## AIM OF THE TASK:
Rewrite all the lines of data below, putting "grassy slope" wherever "grassy hill" appears and leaving everything else unchanged.

[Lines of data]
———

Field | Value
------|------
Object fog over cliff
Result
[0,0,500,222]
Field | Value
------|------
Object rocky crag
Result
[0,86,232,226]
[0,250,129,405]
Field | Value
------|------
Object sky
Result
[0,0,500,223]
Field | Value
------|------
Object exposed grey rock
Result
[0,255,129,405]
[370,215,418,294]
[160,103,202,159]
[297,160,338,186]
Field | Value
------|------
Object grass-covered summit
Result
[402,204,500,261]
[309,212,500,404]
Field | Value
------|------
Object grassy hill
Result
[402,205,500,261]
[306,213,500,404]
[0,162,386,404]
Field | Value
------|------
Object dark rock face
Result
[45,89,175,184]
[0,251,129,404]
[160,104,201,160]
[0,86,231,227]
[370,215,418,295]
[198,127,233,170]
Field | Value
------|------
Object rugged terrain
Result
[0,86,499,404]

———

## FULL SOLUTION:
Field | Value
------|------
Object fog over cliff
Result
[0,0,500,222]
Field | Value
------|------
Object rocky crag
Result
[0,86,232,226]
[0,250,129,405]
Field | Value
------|------
Object sky
Result
[0,0,500,223]
Field | Value
------|------
Object exposed grey rock
Result
[0,255,129,405]
[370,215,418,294]
[160,103,202,159]
[297,160,338,186]
Field | Value
------|------
Object grass-covered summit
Result
[402,204,500,261]
[309,212,500,404]
Field | Value
------|------
Object grassy slope
Result
[402,205,500,261]
[306,213,500,404]
[0,162,386,404]
Field | Value
------|------
Object dark rock face
Result
[45,89,175,184]
[0,251,129,404]
[160,104,201,160]
[0,86,231,227]
[370,215,418,295]
[198,127,233,170]
Field | Value
------|------
Object rugged terrain
Result
[0,86,499,404]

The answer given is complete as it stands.